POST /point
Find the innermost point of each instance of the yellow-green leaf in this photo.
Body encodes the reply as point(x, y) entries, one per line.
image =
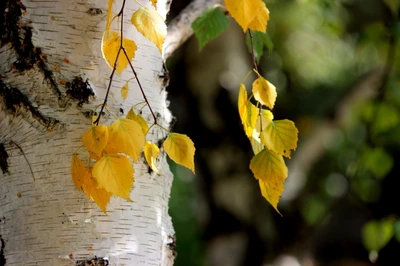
point(95, 139)
point(125, 136)
point(78, 171)
point(139, 119)
point(242, 101)
point(243, 11)
point(263, 119)
point(251, 115)
point(124, 91)
point(109, 14)
point(114, 173)
point(151, 151)
point(260, 21)
point(180, 149)
point(264, 92)
point(280, 136)
point(110, 47)
point(270, 169)
point(151, 24)
point(99, 195)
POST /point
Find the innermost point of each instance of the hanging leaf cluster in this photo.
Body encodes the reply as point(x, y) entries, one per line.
point(113, 149)
point(270, 139)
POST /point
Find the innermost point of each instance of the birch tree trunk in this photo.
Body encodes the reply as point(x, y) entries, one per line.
point(52, 76)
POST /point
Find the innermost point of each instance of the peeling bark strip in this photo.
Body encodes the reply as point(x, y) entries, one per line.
point(3, 160)
point(79, 90)
point(16, 102)
point(92, 262)
point(2, 257)
point(14, 31)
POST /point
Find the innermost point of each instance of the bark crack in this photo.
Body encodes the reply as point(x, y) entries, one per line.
point(14, 32)
point(2, 256)
point(3, 161)
point(93, 262)
point(16, 102)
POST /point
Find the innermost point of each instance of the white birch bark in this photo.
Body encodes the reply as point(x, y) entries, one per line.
point(44, 219)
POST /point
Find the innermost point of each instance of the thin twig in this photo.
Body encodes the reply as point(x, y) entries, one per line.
point(140, 86)
point(252, 51)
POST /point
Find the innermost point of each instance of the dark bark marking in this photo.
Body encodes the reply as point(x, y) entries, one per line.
point(79, 90)
point(15, 101)
point(93, 262)
point(2, 256)
point(3, 159)
point(19, 35)
point(93, 11)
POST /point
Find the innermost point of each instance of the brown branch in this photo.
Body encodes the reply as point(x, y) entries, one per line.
point(180, 28)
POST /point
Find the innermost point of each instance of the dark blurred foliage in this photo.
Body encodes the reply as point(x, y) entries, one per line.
point(336, 68)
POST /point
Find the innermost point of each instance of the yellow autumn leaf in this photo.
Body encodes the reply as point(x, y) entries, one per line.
point(95, 139)
point(151, 24)
point(263, 119)
point(139, 119)
point(264, 92)
point(270, 169)
point(78, 171)
point(151, 151)
point(261, 19)
point(280, 136)
point(243, 11)
point(124, 91)
point(125, 136)
point(109, 14)
point(242, 101)
point(180, 149)
point(114, 173)
point(110, 47)
point(99, 195)
point(251, 118)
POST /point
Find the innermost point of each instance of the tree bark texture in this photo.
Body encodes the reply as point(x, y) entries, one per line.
point(52, 76)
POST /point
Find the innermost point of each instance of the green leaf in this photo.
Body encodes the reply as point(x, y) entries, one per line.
point(209, 25)
point(376, 234)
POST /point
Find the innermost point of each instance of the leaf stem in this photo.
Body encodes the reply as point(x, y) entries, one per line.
point(252, 51)
point(140, 86)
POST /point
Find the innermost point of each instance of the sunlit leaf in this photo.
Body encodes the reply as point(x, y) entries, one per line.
point(99, 195)
point(270, 169)
point(263, 119)
point(114, 173)
point(125, 136)
point(180, 149)
point(139, 119)
point(264, 92)
point(376, 234)
point(151, 24)
point(78, 171)
point(260, 21)
point(151, 151)
point(280, 136)
point(209, 25)
point(110, 46)
point(124, 91)
point(95, 139)
point(109, 14)
point(242, 11)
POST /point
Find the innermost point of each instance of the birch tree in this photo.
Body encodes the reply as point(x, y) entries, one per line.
point(52, 78)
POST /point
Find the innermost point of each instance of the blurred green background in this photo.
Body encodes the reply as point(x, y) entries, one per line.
point(335, 65)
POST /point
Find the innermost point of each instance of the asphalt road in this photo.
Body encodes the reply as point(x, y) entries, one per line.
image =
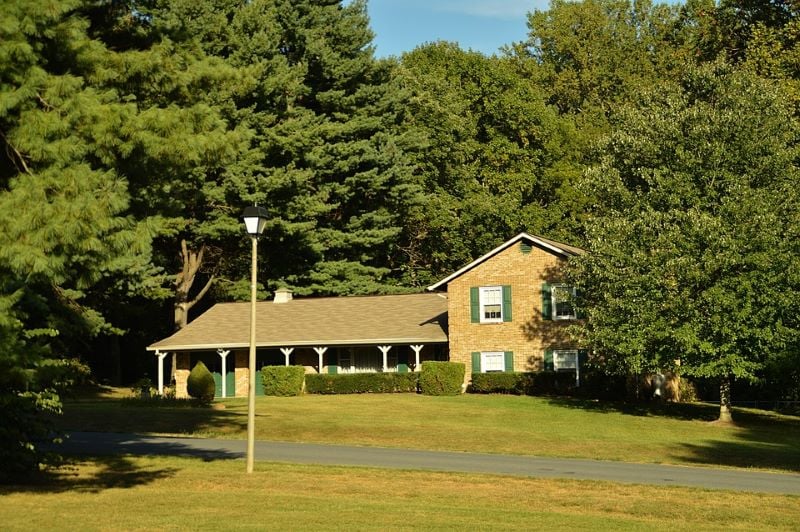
point(96, 443)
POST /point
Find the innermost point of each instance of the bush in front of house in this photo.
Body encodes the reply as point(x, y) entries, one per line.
point(441, 378)
point(525, 383)
point(283, 381)
point(200, 384)
point(361, 383)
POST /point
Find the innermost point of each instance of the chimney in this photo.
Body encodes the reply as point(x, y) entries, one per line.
point(282, 295)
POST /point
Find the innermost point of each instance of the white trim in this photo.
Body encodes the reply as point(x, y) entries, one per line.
point(554, 306)
point(161, 355)
point(482, 292)
point(320, 351)
point(286, 352)
point(417, 349)
point(304, 343)
point(385, 350)
point(223, 354)
point(554, 249)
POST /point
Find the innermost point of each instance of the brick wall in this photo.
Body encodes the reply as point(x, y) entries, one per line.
point(527, 335)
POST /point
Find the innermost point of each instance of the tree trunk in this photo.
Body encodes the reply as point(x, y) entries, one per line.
point(725, 415)
point(192, 261)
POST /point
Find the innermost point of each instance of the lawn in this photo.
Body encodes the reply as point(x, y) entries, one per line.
point(677, 434)
point(160, 493)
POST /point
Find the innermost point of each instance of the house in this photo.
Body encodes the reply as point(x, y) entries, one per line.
point(505, 311)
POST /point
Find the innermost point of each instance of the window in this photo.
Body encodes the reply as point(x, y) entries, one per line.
point(565, 359)
point(563, 308)
point(492, 361)
point(491, 304)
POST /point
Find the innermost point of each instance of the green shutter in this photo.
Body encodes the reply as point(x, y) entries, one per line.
point(548, 360)
point(547, 302)
point(509, 356)
point(506, 302)
point(476, 362)
point(474, 305)
point(578, 303)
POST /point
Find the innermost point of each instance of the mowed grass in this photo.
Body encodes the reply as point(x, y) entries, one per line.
point(159, 493)
point(679, 434)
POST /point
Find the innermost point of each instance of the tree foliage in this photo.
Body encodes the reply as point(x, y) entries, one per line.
point(692, 257)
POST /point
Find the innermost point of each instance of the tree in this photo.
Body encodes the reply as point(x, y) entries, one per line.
point(692, 256)
point(498, 159)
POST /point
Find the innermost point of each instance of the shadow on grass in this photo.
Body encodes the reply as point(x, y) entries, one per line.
point(90, 475)
point(757, 438)
point(132, 416)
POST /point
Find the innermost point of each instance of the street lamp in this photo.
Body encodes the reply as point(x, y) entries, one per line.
point(255, 220)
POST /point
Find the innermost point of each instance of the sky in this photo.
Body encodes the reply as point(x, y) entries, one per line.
point(480, 25)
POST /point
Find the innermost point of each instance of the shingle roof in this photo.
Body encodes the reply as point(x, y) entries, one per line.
point(328, 321)
point(551, 246)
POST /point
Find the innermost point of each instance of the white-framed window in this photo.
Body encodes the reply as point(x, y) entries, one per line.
point(565, 359)
point(491, 304)
point(563, 308)
point(492, 361)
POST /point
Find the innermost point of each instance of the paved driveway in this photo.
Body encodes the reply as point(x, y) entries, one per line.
point(96, 443)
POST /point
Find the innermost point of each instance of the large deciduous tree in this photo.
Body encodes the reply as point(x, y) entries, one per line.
point(692, 256)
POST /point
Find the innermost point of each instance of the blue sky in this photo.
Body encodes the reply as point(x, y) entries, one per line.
point(480, 25)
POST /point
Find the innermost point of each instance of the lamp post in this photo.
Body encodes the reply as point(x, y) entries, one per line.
point(255, 219)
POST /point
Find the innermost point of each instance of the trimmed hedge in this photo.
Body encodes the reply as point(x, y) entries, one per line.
point(283, 381)
point(528, 383)
point(361, 383)
point(441, 378)
point(200, 383)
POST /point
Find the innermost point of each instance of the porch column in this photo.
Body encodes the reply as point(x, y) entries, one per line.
point(223, 354)
point(320, 351)
point(385, 350)
point(161, 357)
point(417, 349)
point(286, 352)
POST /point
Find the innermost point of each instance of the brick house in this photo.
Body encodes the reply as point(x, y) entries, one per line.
point(505, 311)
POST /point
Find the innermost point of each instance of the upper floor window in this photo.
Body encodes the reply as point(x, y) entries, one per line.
point(558, 302)
point(563, 298)
point(490, 304)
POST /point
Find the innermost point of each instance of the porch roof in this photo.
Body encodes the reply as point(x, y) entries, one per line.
point(309, 322)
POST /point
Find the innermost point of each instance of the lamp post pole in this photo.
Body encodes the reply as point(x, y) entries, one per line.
point(251, 394)
point(255, 220)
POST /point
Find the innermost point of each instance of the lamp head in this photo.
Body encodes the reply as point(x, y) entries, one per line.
point(255, 219)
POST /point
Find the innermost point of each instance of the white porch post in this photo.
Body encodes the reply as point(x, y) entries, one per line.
point(417, 349)
point(286, 352)
point(320, 351)
point(161, 357)
point(385, 350)
point(223, 354)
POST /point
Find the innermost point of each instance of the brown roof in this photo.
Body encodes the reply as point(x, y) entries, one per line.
point(328, 321)
point(551, 246)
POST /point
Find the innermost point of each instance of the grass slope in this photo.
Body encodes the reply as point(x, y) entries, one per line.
point(679, 434)
point(124, 493)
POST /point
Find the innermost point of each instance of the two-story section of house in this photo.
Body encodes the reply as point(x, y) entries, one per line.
point(508, 310)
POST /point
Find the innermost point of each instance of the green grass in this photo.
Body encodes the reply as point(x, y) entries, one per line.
point(158, 493)
point(678, 434)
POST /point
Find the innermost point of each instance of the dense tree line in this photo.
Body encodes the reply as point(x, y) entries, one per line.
point(660, 137)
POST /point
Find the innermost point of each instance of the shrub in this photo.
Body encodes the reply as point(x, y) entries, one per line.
point(362, 383)
point(528, 383)
point(284, 381)
point(441, 378)
point(200, 384)
point(497, 383)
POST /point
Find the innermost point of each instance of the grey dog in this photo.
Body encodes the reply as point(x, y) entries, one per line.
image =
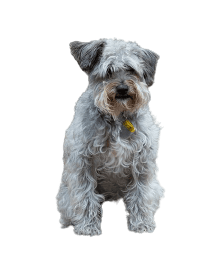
point(110, 150)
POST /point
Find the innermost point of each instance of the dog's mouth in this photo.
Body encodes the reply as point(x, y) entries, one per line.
point(123, 96)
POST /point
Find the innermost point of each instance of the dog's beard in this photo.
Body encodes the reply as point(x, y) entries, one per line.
point(108, 102)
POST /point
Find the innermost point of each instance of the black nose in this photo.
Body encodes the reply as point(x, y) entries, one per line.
point(122, 89)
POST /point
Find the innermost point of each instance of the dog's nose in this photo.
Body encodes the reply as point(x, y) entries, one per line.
point(122, 89)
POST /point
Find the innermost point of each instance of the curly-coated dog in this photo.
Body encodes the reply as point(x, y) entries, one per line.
point(110, 150)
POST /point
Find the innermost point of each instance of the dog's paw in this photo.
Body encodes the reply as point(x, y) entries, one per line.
point(89, 230)
point(142, 228)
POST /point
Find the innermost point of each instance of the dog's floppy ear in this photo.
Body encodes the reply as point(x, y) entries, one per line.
point(150, 59)
point(86, 54)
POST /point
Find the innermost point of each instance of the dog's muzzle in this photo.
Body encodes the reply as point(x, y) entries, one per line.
point(122, 92)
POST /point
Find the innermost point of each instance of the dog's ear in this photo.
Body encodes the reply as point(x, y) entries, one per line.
point(150, 59)
point(86, 54)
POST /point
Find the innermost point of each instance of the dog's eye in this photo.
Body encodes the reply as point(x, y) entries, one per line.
point(131, 70)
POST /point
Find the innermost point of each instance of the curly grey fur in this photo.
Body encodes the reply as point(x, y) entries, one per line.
point(102, 161)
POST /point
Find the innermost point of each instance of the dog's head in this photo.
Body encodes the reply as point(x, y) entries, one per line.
point(120, 72)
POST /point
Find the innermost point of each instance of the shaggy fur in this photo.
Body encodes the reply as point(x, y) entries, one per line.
point(102, 160)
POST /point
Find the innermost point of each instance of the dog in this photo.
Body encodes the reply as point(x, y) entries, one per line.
point(110, 150)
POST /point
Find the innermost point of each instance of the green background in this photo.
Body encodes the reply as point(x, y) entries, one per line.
point(40, 83)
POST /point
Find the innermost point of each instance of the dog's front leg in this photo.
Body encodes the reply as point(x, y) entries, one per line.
point(143, 199)
point(77, 203)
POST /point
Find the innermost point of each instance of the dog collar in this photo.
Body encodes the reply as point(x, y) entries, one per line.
point(127, 127)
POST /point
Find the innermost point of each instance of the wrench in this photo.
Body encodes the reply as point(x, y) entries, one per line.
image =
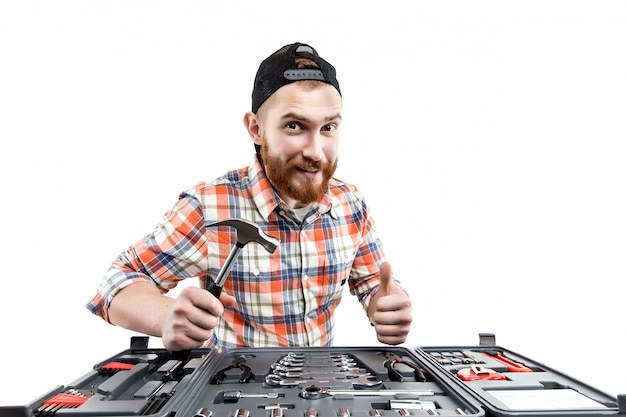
point(313, 392)
point(329, 362)
point(283, 368)
point(352, 373)
point(236, 395)
point(365, 380)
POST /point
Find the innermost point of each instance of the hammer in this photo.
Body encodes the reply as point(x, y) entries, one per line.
point(246, 232)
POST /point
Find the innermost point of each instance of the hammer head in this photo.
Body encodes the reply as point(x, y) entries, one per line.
point(249, 232)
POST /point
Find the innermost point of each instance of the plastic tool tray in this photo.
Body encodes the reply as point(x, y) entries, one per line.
point(509, 384)
point(317, 382)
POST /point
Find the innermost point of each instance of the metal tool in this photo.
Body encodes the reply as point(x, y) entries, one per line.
point(231, 396)
point(314, 392)
point(391, 364)
point(238, 363)
point(339, 374)
point(278, 368)
point(411, 405)
point(365, 381)
point(242, 412)
point(203, 412)
point(317, 362)
point(511, 365)
point(479, 372)
point(246, 232)
point(343, 412)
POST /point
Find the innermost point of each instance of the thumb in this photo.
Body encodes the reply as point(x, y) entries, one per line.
point(386, 281)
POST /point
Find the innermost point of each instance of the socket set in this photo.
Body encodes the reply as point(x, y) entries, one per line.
point(483, 380)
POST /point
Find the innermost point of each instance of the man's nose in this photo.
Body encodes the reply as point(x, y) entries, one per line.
point(313, 147)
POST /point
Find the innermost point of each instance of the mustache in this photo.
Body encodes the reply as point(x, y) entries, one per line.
point(305, 165)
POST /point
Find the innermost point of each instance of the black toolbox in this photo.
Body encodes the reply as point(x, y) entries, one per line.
point(482, 380)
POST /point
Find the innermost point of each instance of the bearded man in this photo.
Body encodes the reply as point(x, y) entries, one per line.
point(327, 235)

▶ _DIE AUFGABE_
Ermittle im Material oben jede Zeile, in der das Wort „house“ vorkommt, und schreibe diese Zeilen vollständig ab.

▶ _DIE ANTWORT_
Find the innermost point of each instance of the bush in front of house in this photo.
Find the innermost point of each instance of the house in this photo.
Find the innermost point of each instance of the brick house in this photo.
Find the innermost point of each instance of the two-story section of house in this photo.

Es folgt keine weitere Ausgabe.